This workflow demonstrates:

  • Delegation - Agents delegate work to specialized peers via spawn_agent
  • Artifact handoffs - Each agent reads/writes structured artifacts (benchmark JSON, logs, PPM images)
  • Persistent memory - Coordinator log tracks experiment history across rounds
  • External verification - Pixel-wise checks, not self-checks
  • Inspectable state - All artifacts preserved for review
  • Correctness + performance - Both verification and benchmarking required

Optimization Trajectory

Here's an interactive visualization of the actual optimization experiment. The data was extracted from kernel event logs:

The Full Story: Rounds 4-14

Round 4: Fixed Monochrome Output
After discovering the discriminant formula was wrong (b*b - 4*c instead of b*b - 4*a*c), the writer corrected it. The rasterizer now shows proper color variation with rendered times around 14ms.

Rounds 5: Safety First
The agent produced a version that matched the baseline output exactly—99.5% black with 1,687 colored pixels. Performance: 15.103ms (1.41x speedup). The team was now on the right track: correct, but not yet fast.

Rounds 6-8: The Fast-but-Wrong Phase
The writer made bold optimizations that slashed runtime to 5-7ms but broke correctness:

  • Round 6: 6.688ms (3.18x) — but produced 275,939 non-black pixels instead of 1,687
  • Round 7: 6.966ms (3.04x) — same wrong pixel count
  • Round 8: 5.267ms (4.04x) — fastest yet, but still wrong

The verifier caught all of them. The team had speed, but lost the image.

Round 10: Too Fast, Too Wrong
By Round 10, the agents discovered even more aggressive optimizations:

  • Timing: 3.424ms (6.2x speedup!)
  • Pixel count: 34,307 non-black (still wrong)
  • Expected: ~1,687 non-black pixels
  • Result: The verifier caught it again.

Round 11-12: Failed Unrolling

  • Strategy: Unroll sphere loop, precompute constants
  • Result: 5.267ms, WRONG pixels again
  • The verifier prevented acceptance

Round 13: Pivot to Safety
The coordinator realized: the fastest optimizations weren't worth it. The pivot to safe optimizations:

  • Strategy: Precomputed oc (origin-center), static arrays
  • Result: 6.115ms (3.48x), CORRECT with 275,652 pixels (the right count for the scene)
  • Lesson: Don't build on wrong code, even if it's fast

Round 14: The Winning Formula
Building on the correct foundation with targeted performance improvements:

  • Multi-threading (4 threads, horizontal strips)
  • Removed std::vector (raw arrays)
  • Precomputed 1/a (avoided divisions in loops)

→ **Tasks and exercises**
**A.** Can you copy the stretch of the rasterizer optimization write-up from "Round 11-12: Failed" through "for the scene)" word for word?
**B.** Could you go on with the rasterizer optimization write-up from where it stops?
The listing has no connection to the rasterizer optimization write-up.

→ **Information shown**

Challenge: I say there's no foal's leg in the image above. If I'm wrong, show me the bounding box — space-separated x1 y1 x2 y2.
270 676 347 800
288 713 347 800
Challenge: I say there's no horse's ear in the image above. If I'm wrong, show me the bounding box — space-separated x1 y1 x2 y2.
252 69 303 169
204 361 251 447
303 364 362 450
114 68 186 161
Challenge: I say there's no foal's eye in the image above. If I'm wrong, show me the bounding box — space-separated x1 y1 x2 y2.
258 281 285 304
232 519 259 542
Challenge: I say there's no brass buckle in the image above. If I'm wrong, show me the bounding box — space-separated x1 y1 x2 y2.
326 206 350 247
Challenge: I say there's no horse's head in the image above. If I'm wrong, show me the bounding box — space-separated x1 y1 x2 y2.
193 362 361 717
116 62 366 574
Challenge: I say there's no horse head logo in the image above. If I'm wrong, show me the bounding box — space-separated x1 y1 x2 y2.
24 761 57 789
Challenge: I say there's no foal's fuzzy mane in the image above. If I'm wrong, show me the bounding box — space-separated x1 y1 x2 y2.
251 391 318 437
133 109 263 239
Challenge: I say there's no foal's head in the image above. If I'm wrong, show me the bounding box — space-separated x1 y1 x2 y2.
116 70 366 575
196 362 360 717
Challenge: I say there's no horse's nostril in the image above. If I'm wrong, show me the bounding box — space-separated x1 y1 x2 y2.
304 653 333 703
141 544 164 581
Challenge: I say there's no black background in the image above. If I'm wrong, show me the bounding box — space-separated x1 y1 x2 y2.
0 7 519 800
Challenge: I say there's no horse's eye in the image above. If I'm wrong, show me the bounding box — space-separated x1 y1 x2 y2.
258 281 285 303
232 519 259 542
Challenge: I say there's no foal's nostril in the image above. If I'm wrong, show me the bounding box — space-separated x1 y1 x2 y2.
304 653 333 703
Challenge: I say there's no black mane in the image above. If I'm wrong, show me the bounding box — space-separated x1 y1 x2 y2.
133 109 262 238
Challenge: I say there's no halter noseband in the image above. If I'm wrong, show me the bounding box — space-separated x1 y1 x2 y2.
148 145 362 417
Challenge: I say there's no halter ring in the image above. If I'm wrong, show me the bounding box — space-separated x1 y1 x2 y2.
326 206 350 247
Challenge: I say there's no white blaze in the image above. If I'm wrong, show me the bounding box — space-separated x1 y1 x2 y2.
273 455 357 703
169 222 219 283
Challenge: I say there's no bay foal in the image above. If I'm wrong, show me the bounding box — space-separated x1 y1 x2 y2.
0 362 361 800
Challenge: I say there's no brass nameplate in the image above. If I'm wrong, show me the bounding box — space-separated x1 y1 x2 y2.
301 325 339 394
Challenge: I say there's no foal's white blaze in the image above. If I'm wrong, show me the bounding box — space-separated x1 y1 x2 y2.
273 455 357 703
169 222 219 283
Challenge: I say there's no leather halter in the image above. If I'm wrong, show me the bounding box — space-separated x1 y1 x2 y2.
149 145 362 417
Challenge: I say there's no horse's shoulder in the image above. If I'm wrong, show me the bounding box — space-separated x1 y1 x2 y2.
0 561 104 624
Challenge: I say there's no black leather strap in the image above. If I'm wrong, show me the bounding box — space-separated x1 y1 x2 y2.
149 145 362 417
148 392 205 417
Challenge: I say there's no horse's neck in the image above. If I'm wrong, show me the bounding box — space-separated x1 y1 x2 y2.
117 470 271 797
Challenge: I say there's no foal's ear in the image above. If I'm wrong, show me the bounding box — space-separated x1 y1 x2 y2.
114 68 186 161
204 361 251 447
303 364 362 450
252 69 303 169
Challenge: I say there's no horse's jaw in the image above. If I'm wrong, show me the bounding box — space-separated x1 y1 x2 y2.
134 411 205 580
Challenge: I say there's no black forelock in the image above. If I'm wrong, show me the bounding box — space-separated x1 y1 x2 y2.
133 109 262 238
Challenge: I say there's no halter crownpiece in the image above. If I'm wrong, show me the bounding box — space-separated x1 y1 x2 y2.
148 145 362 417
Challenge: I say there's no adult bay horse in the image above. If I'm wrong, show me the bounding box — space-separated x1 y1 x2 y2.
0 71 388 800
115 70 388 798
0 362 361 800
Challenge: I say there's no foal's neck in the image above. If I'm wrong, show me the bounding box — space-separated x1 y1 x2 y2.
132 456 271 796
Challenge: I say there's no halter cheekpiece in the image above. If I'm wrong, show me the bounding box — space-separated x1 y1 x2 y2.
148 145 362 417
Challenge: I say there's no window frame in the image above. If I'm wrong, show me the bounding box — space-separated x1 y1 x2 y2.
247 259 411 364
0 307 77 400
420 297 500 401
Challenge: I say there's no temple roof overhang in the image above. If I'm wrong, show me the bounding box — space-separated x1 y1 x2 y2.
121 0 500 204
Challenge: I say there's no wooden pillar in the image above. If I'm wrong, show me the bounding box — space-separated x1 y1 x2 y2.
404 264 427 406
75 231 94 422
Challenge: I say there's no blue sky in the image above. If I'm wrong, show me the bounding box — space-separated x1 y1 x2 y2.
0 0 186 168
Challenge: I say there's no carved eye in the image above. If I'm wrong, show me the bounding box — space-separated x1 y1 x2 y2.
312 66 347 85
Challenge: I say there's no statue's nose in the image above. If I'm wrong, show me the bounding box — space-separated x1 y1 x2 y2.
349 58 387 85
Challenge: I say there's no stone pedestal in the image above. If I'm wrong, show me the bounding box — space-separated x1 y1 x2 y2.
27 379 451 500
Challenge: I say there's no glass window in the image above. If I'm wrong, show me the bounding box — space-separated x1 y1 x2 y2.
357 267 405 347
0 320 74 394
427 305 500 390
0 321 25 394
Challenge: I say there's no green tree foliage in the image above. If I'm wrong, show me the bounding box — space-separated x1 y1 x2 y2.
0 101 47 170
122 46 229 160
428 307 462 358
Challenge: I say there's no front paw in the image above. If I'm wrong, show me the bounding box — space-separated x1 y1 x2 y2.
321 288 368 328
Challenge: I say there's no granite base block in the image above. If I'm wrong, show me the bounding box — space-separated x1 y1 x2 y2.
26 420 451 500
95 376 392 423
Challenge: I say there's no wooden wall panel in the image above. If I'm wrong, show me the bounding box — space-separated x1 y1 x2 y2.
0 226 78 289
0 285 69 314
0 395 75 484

→ **Responses per task**
**A.**
Round 11-12: Failed Unrolling

  • Strategy: Unroll sphere loop, precompute constants
  • Result: 5.267ms, WRONG pixels again
  • The verifier prevented acceptance

Round 13: Pivot to Safety
The coordinator realized: the fastest optimizations weren't worth it. The pivot to safe optimizations:

  • Strategy: Precomputed oc (origin-center), static arrays
  • Result: 6.115ms (3.48x), CORRECT with 275,652 pixels (the right count for the scene)

**B.**
  • Function inlining and __restrict hints
  • Result: 1.97ms10.8x speedupTARGET ACHIEVED

Each round builds on the previous one. Failed ideas are remembered. The verifier ensures correctness is maintained throughout.

What Each Technique Brings

Round Technique What Changed Result
Baseline Default C++ with sphere loop 21.285ms
Round 4 Fixed discriminant b*b - 4*a*c formula 14.4ms
Round 5 Safe baseline match Verified 1,687 colored pixels 15.1ms (1.41x)
Rounds 6-8 Precomputation Precomputed values, removed vectors 5.3-6.7ms — WRONG
Round 10 Aggressive opts Faster but 34K pixels wrong 3.42ms (6.2x) WRONG
Round 13 Safe precomputation Precomputed oc, static arrays 6.115ms (3.48x) CORRECT
Round 14 Multi-threading 4 threads, no vector, 1/a precomputed 1.97ms (10.8x)

Critical insight from Rounds 6-10: The agents found optimizations that were faster but produced wrong pixel counts (275K vs expected 1.7K or 34K). The verifier system worked — it caught all of them. Only after Round 13, when the team pivoted back to safety, did they discover that building on correct code is essential.

What made Round 14 succeed: The winning formula combined:

  1. Multi-threading (horizontal strip parallelization)
  2. Raw arrays (removed std::vector overhead)
  3. Precomputed 1/a (avoided divisions in loops)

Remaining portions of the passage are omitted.